> _What is expected_
Render each line of the entries below as a JSON list of strings, one string per line, skipping blank lines and omitting the pictures.

--- Start Record list ---

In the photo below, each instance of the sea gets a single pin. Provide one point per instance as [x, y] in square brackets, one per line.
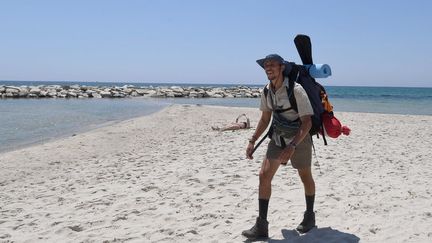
[28, 121]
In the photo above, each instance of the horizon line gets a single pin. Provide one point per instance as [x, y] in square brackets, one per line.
[197, 83]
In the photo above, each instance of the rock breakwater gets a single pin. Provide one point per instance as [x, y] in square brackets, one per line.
[83, 91]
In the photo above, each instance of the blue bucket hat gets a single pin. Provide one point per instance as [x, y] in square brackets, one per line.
[275, 57]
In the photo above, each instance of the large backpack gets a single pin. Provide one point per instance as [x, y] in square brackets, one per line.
[314, 91]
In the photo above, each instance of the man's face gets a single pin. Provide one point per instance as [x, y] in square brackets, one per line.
[273, 69]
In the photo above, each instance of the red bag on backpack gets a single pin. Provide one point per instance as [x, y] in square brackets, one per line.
[332, 126]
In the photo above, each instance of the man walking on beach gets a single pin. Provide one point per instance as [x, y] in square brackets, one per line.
[296, 147]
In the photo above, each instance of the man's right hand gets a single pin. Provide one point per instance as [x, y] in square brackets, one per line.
[249, 150]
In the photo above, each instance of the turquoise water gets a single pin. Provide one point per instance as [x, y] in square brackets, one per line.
[27, 121]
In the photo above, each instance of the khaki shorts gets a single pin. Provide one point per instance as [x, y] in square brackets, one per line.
[302, 156]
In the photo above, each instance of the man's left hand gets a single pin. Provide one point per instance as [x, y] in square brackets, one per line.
[286, 154]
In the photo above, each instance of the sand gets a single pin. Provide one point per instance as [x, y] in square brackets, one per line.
[168, 177]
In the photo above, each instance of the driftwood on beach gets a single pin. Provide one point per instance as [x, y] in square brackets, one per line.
[83, 91]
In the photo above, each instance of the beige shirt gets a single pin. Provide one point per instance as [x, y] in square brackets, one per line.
[281, 101]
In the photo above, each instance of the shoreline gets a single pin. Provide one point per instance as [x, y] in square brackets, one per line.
[92, 127]
[169, 177]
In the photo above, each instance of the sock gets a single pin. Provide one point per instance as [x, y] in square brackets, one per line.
[310, 202]
[263, 208]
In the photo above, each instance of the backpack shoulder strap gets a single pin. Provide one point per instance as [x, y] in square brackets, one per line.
[290, 89]
[266, 91]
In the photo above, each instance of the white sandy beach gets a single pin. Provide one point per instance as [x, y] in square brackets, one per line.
[169, 177]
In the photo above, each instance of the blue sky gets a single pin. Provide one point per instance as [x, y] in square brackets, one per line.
[367, 43]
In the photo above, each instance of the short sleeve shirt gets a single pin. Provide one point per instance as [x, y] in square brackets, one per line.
[281, 101]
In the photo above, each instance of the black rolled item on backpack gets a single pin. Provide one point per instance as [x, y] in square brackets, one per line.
[304, 48]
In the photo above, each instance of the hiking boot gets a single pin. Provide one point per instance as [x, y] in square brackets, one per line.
[259, 230]
[308, 222]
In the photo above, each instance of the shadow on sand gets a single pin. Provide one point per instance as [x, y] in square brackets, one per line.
[316, 235]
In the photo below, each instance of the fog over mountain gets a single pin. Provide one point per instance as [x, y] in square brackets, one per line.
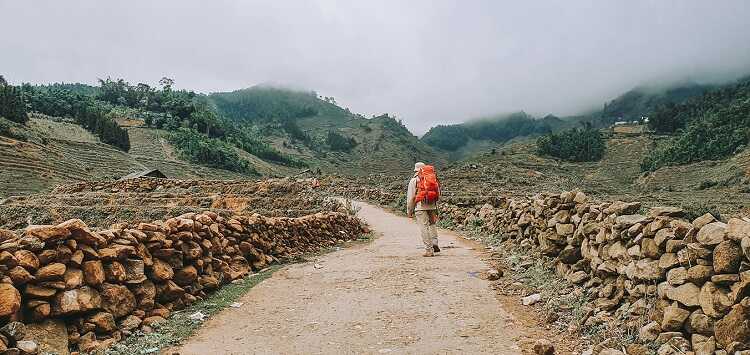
[428, 62]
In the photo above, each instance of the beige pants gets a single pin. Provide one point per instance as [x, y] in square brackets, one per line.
[427, 228]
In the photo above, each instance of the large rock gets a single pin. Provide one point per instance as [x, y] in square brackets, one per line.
[625, 221]
[644, 270]
[51, 336]
[10, 300]
[712, 233]
[699, 274]
[27, 259]
[54, 271]
[118, 300]
[677, 276]
[161, 271]
[81, 233]
[727, 257]
[699, 323]
[687, 294]
[703, 220]
[93, 273]
[674, 318]
[82, 299]
[735, 326]
[714, 301]
[46, 233]
[186, 276]
[104, 322]
[738, 229]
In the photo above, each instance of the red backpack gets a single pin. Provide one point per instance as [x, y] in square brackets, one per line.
[428, 187]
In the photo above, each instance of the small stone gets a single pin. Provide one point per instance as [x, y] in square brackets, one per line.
[531, 299]
[10, 300]
[544, 347]
[674, 318]
[712, 234]
[27, 347]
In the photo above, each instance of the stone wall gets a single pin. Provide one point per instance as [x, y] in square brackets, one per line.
[690, 278]
[99, 286]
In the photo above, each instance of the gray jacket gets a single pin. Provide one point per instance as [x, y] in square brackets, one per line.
[410, 193]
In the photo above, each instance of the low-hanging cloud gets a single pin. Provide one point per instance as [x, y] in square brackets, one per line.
[426, 61]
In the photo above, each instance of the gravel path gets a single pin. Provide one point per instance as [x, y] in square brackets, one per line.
[382, 297]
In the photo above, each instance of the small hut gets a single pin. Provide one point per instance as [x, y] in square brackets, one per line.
[144, 173]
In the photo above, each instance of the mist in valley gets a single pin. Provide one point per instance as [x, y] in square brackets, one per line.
[427, 62]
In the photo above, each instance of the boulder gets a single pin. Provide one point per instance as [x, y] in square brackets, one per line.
[27, 260]
[712, 234]
[104, 322]
[81, 233]
[735, 326]
[46, 233]
[74, 301]
[543, 347]
[649, 332]
[727, 257]
[73, 278]
[14, 330]
[27, 347]
[666, 211]
[703, 220]
[738, 229]
[118, 300]
[93, 273]
[699, 274]
[54, 271]
[161, 271]
[115, 272]
[699, 323]
[674, 318]
[714, 301]
[677, 276]
[10, 300]
[686, 294]
[186, 276]
[625, 221]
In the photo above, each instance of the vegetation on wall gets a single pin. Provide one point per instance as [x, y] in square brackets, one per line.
[573, 144]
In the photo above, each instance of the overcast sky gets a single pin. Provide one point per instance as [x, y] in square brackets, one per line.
[428, 62]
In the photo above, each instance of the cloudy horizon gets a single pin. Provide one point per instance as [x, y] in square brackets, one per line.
[427, 62]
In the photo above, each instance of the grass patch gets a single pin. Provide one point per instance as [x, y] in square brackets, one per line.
[180, 326]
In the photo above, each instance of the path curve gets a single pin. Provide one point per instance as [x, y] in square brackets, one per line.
[382, 297]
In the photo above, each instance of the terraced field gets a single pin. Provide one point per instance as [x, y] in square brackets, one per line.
[59, 152]
[104, 203]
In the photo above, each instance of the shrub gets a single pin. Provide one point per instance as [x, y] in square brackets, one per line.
[212, 152]
[573, 145]
[12, 106]
[340, 142]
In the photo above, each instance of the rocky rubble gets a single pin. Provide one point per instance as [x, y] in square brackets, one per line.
[687, 281]
[96, 287]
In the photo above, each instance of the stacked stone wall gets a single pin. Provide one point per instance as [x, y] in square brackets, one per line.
[691, 278]
[99, 286]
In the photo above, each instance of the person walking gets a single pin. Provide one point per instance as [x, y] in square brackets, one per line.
[421, 202]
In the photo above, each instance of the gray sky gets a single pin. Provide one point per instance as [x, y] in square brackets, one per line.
[428, 62]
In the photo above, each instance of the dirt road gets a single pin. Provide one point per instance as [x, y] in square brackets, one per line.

--- End Record list ---

> _The result_
[
  "In the photo below, each instance of the sea gets a single pin. Provide one point per instance as [x, y] in square brackets, one per line.",
  "[28, 121]",
  "In the photo above, each instance of the horizon line gets a single pin. Provide one point per instance as [x, y] in square brackets, one per line.",
  "[197, 83]",
  "In the photo above, each instance of the rock breakwater gets a single pin. Provide one point per instance as [x, y] in square brackets, one per line.",
  "[83, 91]",
  "In the photo above, each instance of the blue bucket hat gets a single pin. Provide one point per instance as [x, y] in square brackets, one per line.",
  "[275, 57]",
  "In the photo above, each instance of the large backpack gets a single pin. Provide one point per instance as [x, y] in square brackets, one per line.",
  "[314, 91]",
  "In the photo above, each instance of the man's face gets a single pin. Provide one point per instance as [x, y] in square brackets, one per line.",
  "[273, 69]",
  "In the photo above, each instance of the red bag on backpack gets a single pin. Provide one point per instance as [x, y] in square brackets, one per line.",
  "[332, 126]",
  "In the photo above, each instance of the man walking on beach gets a single pin. Provide one point per instance as [x, y] in square brackets, one per line.",
  "[296, 147]",
  "In the photo above, each instance of the man's right hand gets a single pin. Provide one point per instance as [x, y] in square brackets, one per line.",
  "[249, 150]",
  "In the photo above, each instance of the turquoise water gets a single pin. Provide one point per instance as [x, y] in square brackets, one per line.",
  "[27, 121]",
  "In the photo above, each instance of the khaki shorts gets a single pin. Provide one point per instance as [x, y] in square brackets, one per line.",
  "[302, 156]",
  "In the photo above, each instance of the man's left hand gets a single pin. Provide one point per instance as [x, y] in square brackets, one per line.",
  "[286, 154]",
  "In the photo above, each instance of the sand gets a single pin. Provide one point per instance as [x, y] in square brackets, one per line.",
  "[168, 177]",
  "In the photo above, each instance of the driftwood on beach gets a single pin. Provide one point per instance as [x, y] in square brackets, one per line.",
  "[83, 91]",
  "In the photo above, each instance of the beige shirt gets a single pin. Provide one point per instance as [x, y] in square brackets, one per line.",
  "[281, 101]",
  "In the photo above, each instance of the shoreline gets a single pin. Provide one point per instance as [x, y] in square brackets, one per line.",
  "[92, 127]",
  "[169, 177]",
  "In the photo above, each instance of the sock gets a single pin. Provide one point per instance as [x, y] in square brackets, one per line.",
  "[310, 202]",
  "[263, 208]",
  "In the photo above, each instance of the backpack shoulder strap gets a single pin. Provide one point per instance as [x, y] in square brackets, one per line.",
  "[290, 89]",
  "[266, 91]",
  "In the photo above, each instance of the white sandy beach gets a single pin. Provide one point per instance as [x, y] in square brackets, one per line.",
  "[169, 177]",
  "In the photo above, each instance of the blue sky gets a single pin. Provide one point per instance as [x, y] in square brackets, one per line.",
  "[367, 43]",
  "In the photo above, each instance of the short sleeve shirt gets a single pin. Provide one point per instance as [x, y] in square brackets, one per line.",
  "[281, 101]",
  "In the photo above, each instance of the black rolled item on backpack gets a single pin. Provide one point per instance as [x, y] in square brackets, one per line.",
  "[304, 48]",
  "In the photo above, each instance of the hiking boot gets a single pin. Provide one point per instance as [x, y] in square brackets, one per line.",
  "[259, 230]",
  "[308, 222]",
  "In the photo above, each instance of the shadow on sand gets a single pin. Provide one point per instance as [x, y] in square brackets, one per line.",
  "[316, 235]",
  "In the photo below, each instance of the fog over mountain gets a single pin. Provide one point per instance as [x, y] in square brackets, one per line.",
  "[428, 62]",
  "In the photo above, each instance of the beige pants gets a single pin. Provide one point per instance as [x, y] in square brackets, one per line.",
  "[427, 228]",
  "In the photo above, each instance of the large rock gets a single pin. Provide one point per instance as [x, y] in square brackets, one per line.",
  "[625, 221]",
  "[644, 270]",
  "[51, 336]",
  "[10, 300]",
  "[712, 233]",
  "[699, 274]",
  "[27, 259]",
  "[54, 271]",
  "[118, 300]",
  "[677, 276]",
  "[161, 271]",
  "[81, 233]",
  "[727, 257]",
  "[699, 323]",
  "[687, 294]",
  "[703, 220]",
  "[93, 273]",
  "[674, 318]",
  "[82, 299]",
  "[735, 326]",
  "[714, 301]",
  "[46, 233]",
  "[186, 276]",
  "[104, 322]",
  "[738, 229]",
  "In the photo above, each instance of the red backpack gets a single pin. Provide one point per instance as [x, y] in square brackets, one per line.",
  "[428, 187]",
  "In the photo above, each instance of the small stone gets a single pin. Provide one point per instance as [x, y] in square brackets, one per line.",
  "[531, 299]",
  "[10, 300]",
  "[544, 347]",
  "[674, 318]",
  "[712, 234]",
  "[27, 347]",
  "In the photo above, each instance of the stone wall gets a single pin. Provide one point per instance as [x, y] in square brackets, one per line.",
  "[690, 278]",
  "[99, 286]",
  "In the photo above, each instance of the gray jacket gets a single pin. Provide one point per instance as [x, y] in square brackets, one per line.",
  "[410, 193]",
  "In the photo above, each instance of the low-hanging cloud gets a single pin. Provide one point per instance as [x, y] in square brackets, one per line.",
  "[426, 61]",
  "In the photo above, each instance of the gravel path gets a single pin. Provide one point per instance as [x, y] in square brackets, one per line.",
  "[382, 297]",
  "In the photo above, each instance of the small hut gets a single pin. Provide one point per instance as [x, y] in square brackets, one per line.",
  "[144, 173]",
  "In the photo above, each instance of the mist in valley gets a single pin. Provide one point per instance as [x, y] in square brackets, one per line.",
  "[427, 62]",
  "In the photo above, each instance of the boulder gets a single pin. Provide one point per instance as [x, y] in square brackets, one per line.",
  "[27, 260]",
  "[712, 234]",
  "[104, 322]",
  "[81, 233]",
  "[735, 326]",
  "[46, 233]",
  "[74, 301]",
  "[543, 347]",
  "[649, 332]",
  "[727, 257]",
  "[73, 278]",
  "[14, 330]",
  "[27, 347]",
  "[666, 211]",
  "[703, 220]",
  "[738, 229]",
  "[118, 300]",
  "[93, 273]",
  "[699, 274]",
  "[54, 271]",
  "[161, 271]",
  "[115, 272]",
  "[699, 323]",
  "[674, 318]",
  "[714, 301]",
  "[677, 276]",
  "[10, 300]",
  "[686, 294]",
  "[186, 276]",
  "[625, 221]",
  "In the photo above, each instance of the vegetation on wall gets a single pin. Provide one point per instance as [x, y] in square brackets, one per line.",
  "[573, 144]",
  "In the photo above, each instance of the overcast sky gets a single pin. Provide one point per instance as [x, y] in square brackets, one per line.",
  "[428, 62]",
  "In the photo above, each instance of the cloudy horizon gets a single pin. Provide one point per instance as [x, y] in square brackets, one per line.",
  "[427, 62]",
  "In the photo above, each instance of the grass patch gets a single pin. Provide one point per instance as [x, y] in square brackets, one per line.",
  "[180, 326]",
  "In the photo above, each instance of the path curve gets a single pin. Provide one point per instance as [x, y] in square brackets, one per line.",
  "[382, 297]",
  "In the photo above, each instance of the terraced field gets a single pin. Provide one point per instance as [x, y] in square brackets, one per line.",
  "[59, 152]",
  "[104, 203]",
  "In the photo above, each instance of the shrub gets a single pin. Provide one point per instance as [x, y] in square brackets, one per line.",
  "[212, 152]",
  "[573, 145]",
  "[12, 106]",
  "[340, 142]",
  "In the photo above, each instance of the rocky rubble gets a single pin. Provide one point per instance as [x, y] in square brackets, one per line.",
  "[687, 281]",
  "[96, 287]",
  "In the photo above, each instance of the stacked stone wall gets a single pin. Provide one point per instance as [x, y] in square brackets, one per line.",
  "[691, 278]",
  "[99, 286]",
  "In the photo above, each instance of the person walking gets a single pin. Provide one point per instance as [x, y] in square brackets, one per line.",
  "[421, 202]",
  "In the photo above, each instance of the gray sky gets a single pin. Provide one point per instance as [x, y] in square brackets, one per line.",
  "[428, 62]",
  "In the photo above, each instance of the dirt road gets a single pin. Provide one point per instance as [x, y] in square brackets, one per line."
]